Beginning with the line that contains "If I wanted to draw a bounding box around the tree", transcribe every line through the end of the entries exactly as written, and reproduce nothing else.
◇ ◇ ◇ ◇ ◇ ◇ ◇
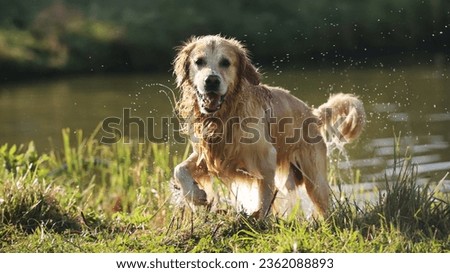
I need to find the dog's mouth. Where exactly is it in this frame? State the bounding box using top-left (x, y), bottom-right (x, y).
top-left (196, 89), bottom-right (225, 114)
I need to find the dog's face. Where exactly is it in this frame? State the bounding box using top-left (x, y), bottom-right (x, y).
top-left (188, 38), bottom-right (239, 114)
top-left (174, 35), bottom-right (260, 115)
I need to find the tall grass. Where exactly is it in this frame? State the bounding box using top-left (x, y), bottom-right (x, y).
top-left (0, 129), bottom-right (449, 252)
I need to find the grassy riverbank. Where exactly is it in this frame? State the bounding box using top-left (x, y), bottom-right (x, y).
top-left (0, 129), bottom-right (449, 252)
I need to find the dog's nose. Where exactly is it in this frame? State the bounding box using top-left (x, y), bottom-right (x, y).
top-left (204, 75), bottom-right (220, 92)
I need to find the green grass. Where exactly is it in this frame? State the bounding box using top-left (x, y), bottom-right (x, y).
top-left (0, 129), bottom-right (449, 252)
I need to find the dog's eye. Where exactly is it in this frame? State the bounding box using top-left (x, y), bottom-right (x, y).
top-left (219, 58), bottom-right (231, 68)
top-left (195, 58), bottom-right (206, 66)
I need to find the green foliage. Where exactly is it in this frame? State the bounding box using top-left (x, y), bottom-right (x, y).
top-left (0, 1), bottom-right (124, 77)
top-left (0, 142), bottom-right (45, 175)
top-left (0, 129), bottom-right (449, 252)
top-left (0, 0), bottom-right (449, 79)
top-left (0, 174), bottom-right (81, 234)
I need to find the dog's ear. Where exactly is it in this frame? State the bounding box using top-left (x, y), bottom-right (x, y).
top-left (173, 37), bottom-right (197, 88)
top-left (235, 43), bottom-right (260, 86)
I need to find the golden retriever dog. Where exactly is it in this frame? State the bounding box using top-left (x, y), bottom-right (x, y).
top-left (172, 35), bottom-right (365, 219)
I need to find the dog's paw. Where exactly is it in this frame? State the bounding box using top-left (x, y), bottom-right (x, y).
top-left (171, 178), bottom-right (208, 206)
top-left (187, 186), bottom-right (208, 206)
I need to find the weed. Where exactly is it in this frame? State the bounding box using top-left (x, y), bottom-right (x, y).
top-left (0, 130), bottom-right (448, 252)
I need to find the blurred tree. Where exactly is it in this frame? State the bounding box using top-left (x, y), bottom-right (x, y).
top-left (0, 0), bottom-right (448, 79)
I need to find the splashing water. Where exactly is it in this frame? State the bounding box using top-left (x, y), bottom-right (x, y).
top-left (325, 135), bottom-right (354, 185)
top-left (145, 83), bottom-right (178, 113)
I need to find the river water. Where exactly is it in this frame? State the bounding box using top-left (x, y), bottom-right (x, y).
top-left (1, 66), bottom-right (449, 188)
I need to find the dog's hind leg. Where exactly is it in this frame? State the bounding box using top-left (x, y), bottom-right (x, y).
top-left (257, 146), bottom-right (278, 219)
top-left (297, 142), bottom-right (330, 217)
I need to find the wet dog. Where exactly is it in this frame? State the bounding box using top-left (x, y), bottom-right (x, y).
top-left (172, 35), bottom-right (365, 218)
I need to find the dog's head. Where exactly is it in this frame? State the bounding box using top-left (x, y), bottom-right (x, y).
top-left (174, 35), bottom-right (260, 115)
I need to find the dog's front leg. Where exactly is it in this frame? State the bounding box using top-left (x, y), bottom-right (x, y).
top-left (173, 152), bottom-right (208, 206)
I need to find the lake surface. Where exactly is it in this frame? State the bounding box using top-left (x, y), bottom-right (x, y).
top-left (1, 66), bottom-right (450, 186)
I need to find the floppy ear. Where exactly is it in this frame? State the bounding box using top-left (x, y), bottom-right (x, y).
top-left (173, 37), bottom-right (197, 88)
top-left (237, 47), bottom-right (260, 86)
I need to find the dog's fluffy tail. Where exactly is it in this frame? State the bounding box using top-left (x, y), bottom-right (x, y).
top-left (314, 93), bottom-right (366, 143)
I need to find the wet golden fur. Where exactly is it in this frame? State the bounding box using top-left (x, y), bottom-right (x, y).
top-left (172, 35), bottom-right (366, 218)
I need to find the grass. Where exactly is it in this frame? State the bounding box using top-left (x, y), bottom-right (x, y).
top-left (0, 129), bottom-right (449, 252)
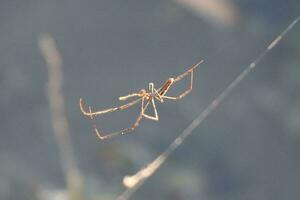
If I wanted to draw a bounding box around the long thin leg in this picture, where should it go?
[119,93,140,101]
[161,70,194,100]
[162,60,203,100]
[92,97,150,140]
[153,87,165,103]
[174,60,203,82]
[79,98,141,118]
[143,98,159,121]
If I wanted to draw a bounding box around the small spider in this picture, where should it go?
[79,60,203,140]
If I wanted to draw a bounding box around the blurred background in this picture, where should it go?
[0,0,299,200]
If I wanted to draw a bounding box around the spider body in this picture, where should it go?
[158,78,174,96]
[80,60,203,139]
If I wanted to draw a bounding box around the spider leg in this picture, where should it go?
[92,97,149,140]
[79,98,141,118]
[174,60,203,82]
[143,98,159,121]
[159,70,194,100]
[162,60,203,100]
[153,87,164,103]
[119,93,140,101]
[160,95,177,100]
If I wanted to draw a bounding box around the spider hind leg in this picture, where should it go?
[91,97,148,140]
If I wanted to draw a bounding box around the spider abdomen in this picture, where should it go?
[159,78,174,96]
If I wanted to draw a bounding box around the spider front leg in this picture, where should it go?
[162,60,203,100]
[160,70,194,100]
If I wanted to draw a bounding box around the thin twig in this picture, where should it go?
[116,15,300,200]
[39,35,83,197]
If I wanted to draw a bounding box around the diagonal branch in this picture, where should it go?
[116,15,300,200]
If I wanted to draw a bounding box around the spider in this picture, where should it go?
[79,60,203,140]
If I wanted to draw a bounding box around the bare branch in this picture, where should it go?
[116,15,300,200]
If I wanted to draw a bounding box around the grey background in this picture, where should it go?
[0,0,299,200]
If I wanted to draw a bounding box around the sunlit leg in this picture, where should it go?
[92,98,147,140]
[79,98,141,118]
[174,60,203,82]
[119,93,140,101]
[143,98,159,121]
[153,87,164,103]
[162,70,194,100]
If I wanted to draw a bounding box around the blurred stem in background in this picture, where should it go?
[39,35,84,200]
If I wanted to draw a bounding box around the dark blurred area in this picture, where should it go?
[0,0,300,200]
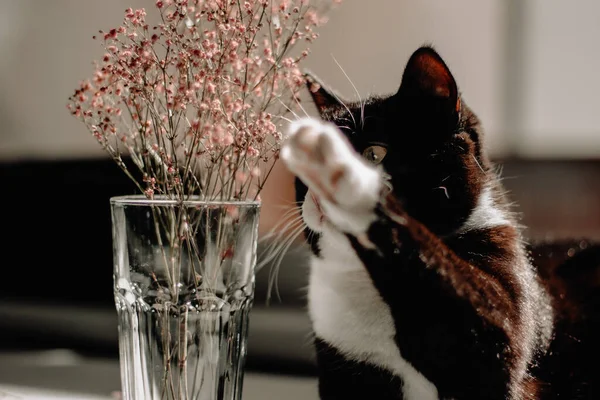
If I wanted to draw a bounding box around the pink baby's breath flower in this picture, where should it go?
[144,188,155,199]
[247,146,260,158]
[233,99,243,113]
[281,57,295,68]
[223,132,234,146]
[304,9,319,25]
[68,0,339,201]
[206,82,216,94]
[235,170,247,183]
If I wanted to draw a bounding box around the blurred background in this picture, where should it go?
[0,0,599,398]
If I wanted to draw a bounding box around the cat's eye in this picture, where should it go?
[362,145,387,165]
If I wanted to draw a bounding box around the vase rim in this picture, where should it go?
[110,195,261,207]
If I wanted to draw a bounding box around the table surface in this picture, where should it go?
[0,350,319,400]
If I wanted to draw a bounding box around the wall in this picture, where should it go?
[518,0,600,158]
[0,1,598,160]
[0,0,147,160]
[0,0,507,160]
[302,0,507,155]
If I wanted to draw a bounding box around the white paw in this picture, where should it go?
[280,118,382,235]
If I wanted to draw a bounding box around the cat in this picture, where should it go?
[280,46,600,399]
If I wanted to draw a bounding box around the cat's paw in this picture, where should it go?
[281,118,382,235]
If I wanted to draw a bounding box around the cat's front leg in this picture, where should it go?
[281,118,527,399]
[281,117,382,236]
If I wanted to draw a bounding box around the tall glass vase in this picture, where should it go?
[111,196,260,400]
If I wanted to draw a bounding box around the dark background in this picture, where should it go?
[1,156,599,378]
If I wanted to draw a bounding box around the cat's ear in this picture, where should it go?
[305,71,344,115]
[397,46,461,116]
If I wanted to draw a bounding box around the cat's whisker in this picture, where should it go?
[260,210,303,244]
[262,215,304,243]
[472,154,485,173]
[268,204,303,221]
[258,212,303,253]
[434,186,450,199]
[269,202,303,211]
[361,102,366,129]
[267,199,303,207]
[336,97,356,128]
[277,97,301,121]
[259,211,303,249]
[257,215,305,269]
[260,221,306,290]
[275,115,294,124]
[260,213,304,246]
[332,54,364,129]
[302,330,316,348]
[266,223,307,304]
[293,94,310,118]
[326,88,356,129]
[260,233,303,270]
[259,239,303,281]
[273,204,302,217]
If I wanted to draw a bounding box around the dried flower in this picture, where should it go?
[69,0,340,202]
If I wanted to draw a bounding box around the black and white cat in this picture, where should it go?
[280,47,600,399]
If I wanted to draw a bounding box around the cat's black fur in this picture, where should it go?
[294,47,600,399]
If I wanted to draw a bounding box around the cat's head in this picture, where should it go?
[297,46,496,244]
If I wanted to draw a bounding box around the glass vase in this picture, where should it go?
[111,196,260,400]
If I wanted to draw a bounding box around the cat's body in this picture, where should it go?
[280,47,600,399]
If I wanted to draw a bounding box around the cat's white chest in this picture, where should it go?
[308,231,439,400]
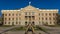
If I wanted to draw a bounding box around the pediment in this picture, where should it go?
[20,5,39,10]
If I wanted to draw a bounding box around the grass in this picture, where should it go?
[10,26,45,31]
[10,26,26,31]
[0,25,13,27]
[0,25,54,31]
[46,25,60,27]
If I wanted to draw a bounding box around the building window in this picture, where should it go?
[19,22,20,24]
[50,22,52,24]
[25,22,27,25]
[29,16,31,20]
[12,22,14,25]
[46,18,47,20]
[32,16,35,20]
[5,14,7,16]
[19,18,21,20]
[12,18,14,20]
[25,16,27,18]
[54,22,55,24]
[42,22,44,24]
[5,18,7,20]
[46,13,47,16]
[9,14,10,16]
[53,18,55,20]
[56,13,57,16]
[2,14,4,16]
[49,13,51,16]
[39,17,40,20]
[5,22,6,24]
[16,22,18,24]
[25,12,27,15]
[49,17,51,20]
[53,13,55,16]
[45,22,48,25]
[25,16,28,20]
[12,14,14,16]
[42,17,44,20]
[39,13,40,16]
[29,16,31,18]
[32,21,35,25]
[8,22,10,24]
[9,18,10,20]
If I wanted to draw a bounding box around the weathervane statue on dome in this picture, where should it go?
[29,2,31,6]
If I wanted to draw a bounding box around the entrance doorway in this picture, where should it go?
[32,21,35,25]
[25,22,27,25]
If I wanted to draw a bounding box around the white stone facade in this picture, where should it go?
[1,5,58,26]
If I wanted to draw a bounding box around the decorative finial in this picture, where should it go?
[29,2,31,6]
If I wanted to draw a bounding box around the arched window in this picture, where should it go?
[32,21,35,25]
[25,22,27,25]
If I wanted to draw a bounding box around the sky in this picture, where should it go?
[0,0,60,16]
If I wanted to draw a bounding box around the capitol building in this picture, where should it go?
[1,2,58,26]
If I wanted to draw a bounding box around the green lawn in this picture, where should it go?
[0,25,13,27]
[10,26,48,31]
[10,26,26,31]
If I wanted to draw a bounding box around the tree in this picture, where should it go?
[0,16,2,25]
[57,14,60,25]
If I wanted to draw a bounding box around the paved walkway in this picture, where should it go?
[0,26,60,34]
[1,31,47,34]
[40,26,60,34]
[0,26,21,34]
◇ ◇ ◇ ◇ ◇ ◇ ◇
- [Output for this task]:
If I wanted to draw a bounding box around the tree in this picture, where should it go?
[0,16,2,25]
[57,14,60,25]
If I wanted to draw a bounding box around the paved walkway in this picture, where should it go?
[0,26,60,34]
[1,31,47,34]
[40,26,60,34]
[0,26,21,34]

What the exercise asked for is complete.